Enunciado:
Responde con datos del fragmento que aparece a continuación:
(a) ¿Qué dos pares de clases de psicologías se nombran en el título?
(b) ¿Cuáles son los cuatro contextos socioculturales en los que hubo que (re)organizar a la población campesina migrada?
(c) ¿Qué tenderá a efectuar la intervención psicológica especializada?

Extracto de la fuente:
>>>>>

5. Las clases de psicologías especializadas y sus paradojas: Psicologías «efectivas» y psicologías «salvíficas»; psicologías «públicas» y psicologías «privadas».
5.1. Se comprende entonces la floración característica de los centros de psicología académica resultantes de unas muy determinadas transformaciones sociales acontecidas en las sociedades industriales occidentales a finales del pasado siglo y en los albores del presente. No es ésta ciertamente la ocasión para desarrollar lo que por lo demás requiere de desarrollos pormenorizados - desarrollos sin duda necesarios para verificar plenamente nuestra propuesta -, por lo que nos hemos de limitar por el momento a sugerir al respecto lo que sigue: Que, básicamente a raíz de las migraciones masivas de población campesina a los grandes centros industriales y de la consiguiente necesidad de (re)organizar esta población en unos nuevos contextos socio-culturales muy determinados - básicamente estos cuatro: el contexto industrial y laboral, el contexto escolar y educativo, el contexto jurídico y policial y el contexto médico y psiquiátrico -, nos será dado percibir, abriéndose paso a través de estos contextos (con modulaciones sin duda diferentes en cada uno de ellos en virtud de las diversas configuraciones normativas que en cada caso entran en conflicto) una expansión masiva de la figura general que aquí hemos diseñado, y por consiguiente una creciente multiplicación de relaciones psicológicas (y por tanto de psicología mundana) entre ellos. Expansión masiva ésta que hemos de entender antes que nada en su sentido más crudo de precipitación masiva de población sometida a dicha situación, lo que explica precisamente que puedan adquirir proporciones significativas los costes sociales - respecto del funcionamiento de las propias estructuras sociales de poder que generan esta situación - de una expansión no controlada de semejantes relaciones psicológicas. La intervención psicológica especializada tenderá a efectuar dicho control: y sólo podrá hacer esto intentando reintegrar a los sujetos, hasta donde sea posible, en marcos normativos menos susceptibles de difundir esta expansión, lo que a la postre exigirá la remodelación o incluso la planificación o el diseño de dichos marcos (hasta donde, a su vez, las condiciones socio-políticas de fondo lo permitan) de modo que la expansión psicológica quede aminorada o diluida hasta el punto en que no tenga efectos sociales perturbadores sobre los propios contextos que han generado dicha expansión.

<<<<<

Material almacenado

>>>>>

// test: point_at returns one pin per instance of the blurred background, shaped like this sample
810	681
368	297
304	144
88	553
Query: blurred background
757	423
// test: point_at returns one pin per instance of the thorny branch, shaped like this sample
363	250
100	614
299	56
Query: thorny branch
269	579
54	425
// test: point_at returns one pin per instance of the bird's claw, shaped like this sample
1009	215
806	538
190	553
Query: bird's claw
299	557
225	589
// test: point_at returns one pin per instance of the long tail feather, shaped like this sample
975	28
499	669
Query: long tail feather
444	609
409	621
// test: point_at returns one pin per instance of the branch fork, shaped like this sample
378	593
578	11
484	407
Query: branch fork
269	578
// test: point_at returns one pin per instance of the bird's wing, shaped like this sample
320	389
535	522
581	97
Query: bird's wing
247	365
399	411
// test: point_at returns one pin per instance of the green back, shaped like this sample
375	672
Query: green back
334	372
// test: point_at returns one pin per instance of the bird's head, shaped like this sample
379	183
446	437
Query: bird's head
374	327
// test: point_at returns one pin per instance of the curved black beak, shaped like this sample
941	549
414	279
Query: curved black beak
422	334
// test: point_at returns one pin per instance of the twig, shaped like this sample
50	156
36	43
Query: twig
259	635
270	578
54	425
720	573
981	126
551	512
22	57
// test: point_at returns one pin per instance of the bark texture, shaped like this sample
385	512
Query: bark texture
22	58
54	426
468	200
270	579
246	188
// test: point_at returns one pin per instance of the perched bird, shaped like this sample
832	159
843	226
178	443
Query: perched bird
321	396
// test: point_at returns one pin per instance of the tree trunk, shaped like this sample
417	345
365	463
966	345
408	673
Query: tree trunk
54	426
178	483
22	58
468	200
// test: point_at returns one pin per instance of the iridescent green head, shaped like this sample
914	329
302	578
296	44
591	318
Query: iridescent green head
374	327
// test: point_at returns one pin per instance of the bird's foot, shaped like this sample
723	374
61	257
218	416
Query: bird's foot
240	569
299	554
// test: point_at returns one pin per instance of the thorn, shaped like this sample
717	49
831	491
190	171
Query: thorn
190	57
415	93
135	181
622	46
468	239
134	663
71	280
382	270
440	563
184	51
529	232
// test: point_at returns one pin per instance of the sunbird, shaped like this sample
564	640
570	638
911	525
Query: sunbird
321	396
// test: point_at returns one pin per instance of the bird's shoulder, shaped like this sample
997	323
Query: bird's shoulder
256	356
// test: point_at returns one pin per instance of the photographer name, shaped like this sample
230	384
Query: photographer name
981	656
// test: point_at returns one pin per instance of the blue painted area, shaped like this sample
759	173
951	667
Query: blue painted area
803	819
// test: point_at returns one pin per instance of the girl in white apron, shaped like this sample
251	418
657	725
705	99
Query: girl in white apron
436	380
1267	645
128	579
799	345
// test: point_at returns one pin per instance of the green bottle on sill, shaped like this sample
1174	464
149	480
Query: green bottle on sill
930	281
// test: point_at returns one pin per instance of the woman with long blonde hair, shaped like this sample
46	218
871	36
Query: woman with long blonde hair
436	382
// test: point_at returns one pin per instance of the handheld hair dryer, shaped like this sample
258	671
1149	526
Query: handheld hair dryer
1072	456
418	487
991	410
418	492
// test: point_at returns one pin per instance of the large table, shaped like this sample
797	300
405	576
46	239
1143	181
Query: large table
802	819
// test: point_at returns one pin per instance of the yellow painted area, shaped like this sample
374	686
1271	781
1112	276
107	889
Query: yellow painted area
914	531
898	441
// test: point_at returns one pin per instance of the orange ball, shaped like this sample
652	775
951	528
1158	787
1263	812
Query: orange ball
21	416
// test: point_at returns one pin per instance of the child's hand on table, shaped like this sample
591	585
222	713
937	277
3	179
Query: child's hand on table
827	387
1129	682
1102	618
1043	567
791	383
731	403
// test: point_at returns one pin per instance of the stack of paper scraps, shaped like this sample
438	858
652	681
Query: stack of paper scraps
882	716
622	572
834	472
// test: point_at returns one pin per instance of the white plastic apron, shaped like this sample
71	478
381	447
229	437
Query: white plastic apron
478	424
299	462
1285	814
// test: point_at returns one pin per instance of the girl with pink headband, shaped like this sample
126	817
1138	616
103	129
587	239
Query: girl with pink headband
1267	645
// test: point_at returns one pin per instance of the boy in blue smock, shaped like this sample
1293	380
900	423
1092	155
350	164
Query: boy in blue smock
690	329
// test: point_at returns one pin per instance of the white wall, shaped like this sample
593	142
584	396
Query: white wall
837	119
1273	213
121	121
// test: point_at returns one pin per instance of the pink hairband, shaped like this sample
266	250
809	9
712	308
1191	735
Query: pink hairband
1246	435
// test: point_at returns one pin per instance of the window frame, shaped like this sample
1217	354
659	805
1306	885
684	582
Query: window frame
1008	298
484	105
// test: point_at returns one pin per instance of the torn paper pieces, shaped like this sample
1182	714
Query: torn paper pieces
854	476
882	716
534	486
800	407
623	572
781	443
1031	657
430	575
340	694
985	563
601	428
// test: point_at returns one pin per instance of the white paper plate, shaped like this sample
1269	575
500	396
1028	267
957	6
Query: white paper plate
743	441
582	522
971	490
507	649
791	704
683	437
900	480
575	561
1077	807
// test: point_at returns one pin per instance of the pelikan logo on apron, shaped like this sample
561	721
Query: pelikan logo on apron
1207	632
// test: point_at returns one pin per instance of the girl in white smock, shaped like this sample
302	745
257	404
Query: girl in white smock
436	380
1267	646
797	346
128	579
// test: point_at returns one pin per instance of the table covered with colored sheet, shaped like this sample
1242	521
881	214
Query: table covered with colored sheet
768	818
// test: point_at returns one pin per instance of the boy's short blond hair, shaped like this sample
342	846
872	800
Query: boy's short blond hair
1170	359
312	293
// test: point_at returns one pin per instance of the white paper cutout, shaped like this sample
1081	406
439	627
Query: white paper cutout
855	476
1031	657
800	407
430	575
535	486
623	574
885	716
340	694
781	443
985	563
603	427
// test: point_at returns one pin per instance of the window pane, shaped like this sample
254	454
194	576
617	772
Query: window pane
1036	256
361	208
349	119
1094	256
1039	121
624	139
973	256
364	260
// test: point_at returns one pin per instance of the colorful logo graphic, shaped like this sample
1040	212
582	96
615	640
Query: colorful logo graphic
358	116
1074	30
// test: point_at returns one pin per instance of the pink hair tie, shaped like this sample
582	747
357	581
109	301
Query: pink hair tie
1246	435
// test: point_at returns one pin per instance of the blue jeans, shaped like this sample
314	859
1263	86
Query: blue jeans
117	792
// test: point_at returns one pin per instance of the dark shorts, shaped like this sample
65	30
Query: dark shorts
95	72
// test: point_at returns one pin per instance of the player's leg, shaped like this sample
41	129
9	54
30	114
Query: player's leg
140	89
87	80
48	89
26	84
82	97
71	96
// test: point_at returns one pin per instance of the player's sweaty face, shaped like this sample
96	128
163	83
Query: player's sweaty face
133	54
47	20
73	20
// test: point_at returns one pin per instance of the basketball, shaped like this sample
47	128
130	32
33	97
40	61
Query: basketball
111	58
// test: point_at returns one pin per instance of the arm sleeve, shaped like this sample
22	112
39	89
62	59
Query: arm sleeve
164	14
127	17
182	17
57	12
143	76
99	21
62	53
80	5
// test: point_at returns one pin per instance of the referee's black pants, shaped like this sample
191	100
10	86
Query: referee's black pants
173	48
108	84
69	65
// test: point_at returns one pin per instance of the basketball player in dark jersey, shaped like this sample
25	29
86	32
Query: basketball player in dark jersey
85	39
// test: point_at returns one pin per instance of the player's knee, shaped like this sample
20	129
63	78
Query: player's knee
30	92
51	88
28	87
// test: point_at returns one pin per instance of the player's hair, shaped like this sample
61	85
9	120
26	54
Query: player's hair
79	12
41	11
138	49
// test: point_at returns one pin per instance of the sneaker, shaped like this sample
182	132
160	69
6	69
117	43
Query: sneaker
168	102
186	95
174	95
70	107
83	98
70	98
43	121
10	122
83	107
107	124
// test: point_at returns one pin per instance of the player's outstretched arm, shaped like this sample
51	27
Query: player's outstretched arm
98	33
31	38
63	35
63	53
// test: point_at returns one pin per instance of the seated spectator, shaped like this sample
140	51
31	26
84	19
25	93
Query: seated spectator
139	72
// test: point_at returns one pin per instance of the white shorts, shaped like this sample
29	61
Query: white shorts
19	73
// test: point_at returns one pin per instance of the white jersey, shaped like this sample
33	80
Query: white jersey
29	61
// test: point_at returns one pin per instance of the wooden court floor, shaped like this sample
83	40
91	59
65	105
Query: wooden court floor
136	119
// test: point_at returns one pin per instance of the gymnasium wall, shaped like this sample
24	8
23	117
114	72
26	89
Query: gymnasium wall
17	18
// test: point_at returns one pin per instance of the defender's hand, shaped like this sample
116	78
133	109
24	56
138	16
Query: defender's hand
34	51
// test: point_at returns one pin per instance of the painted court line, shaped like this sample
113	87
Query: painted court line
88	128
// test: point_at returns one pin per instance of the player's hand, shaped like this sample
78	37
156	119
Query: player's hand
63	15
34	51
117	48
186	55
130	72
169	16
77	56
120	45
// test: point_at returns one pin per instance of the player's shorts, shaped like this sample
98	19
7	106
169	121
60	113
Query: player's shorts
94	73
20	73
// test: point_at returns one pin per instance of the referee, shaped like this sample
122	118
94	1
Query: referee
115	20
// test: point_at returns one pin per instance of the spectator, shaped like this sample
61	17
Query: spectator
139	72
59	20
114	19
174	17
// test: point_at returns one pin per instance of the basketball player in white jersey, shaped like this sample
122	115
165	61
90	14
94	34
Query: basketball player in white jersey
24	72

<<<<<

Espacio de respuesta:
(a) Las psicologías «efectivas» y «salvíficas», y las psicologías «públicas» y «privadas».
(b) El contexto industrial y laboral, el escolar y educativo, el jurídico y policial, y el médico y psiquiátrico.
(c) El control de la expansión no controlada de las relaciones psicológicas.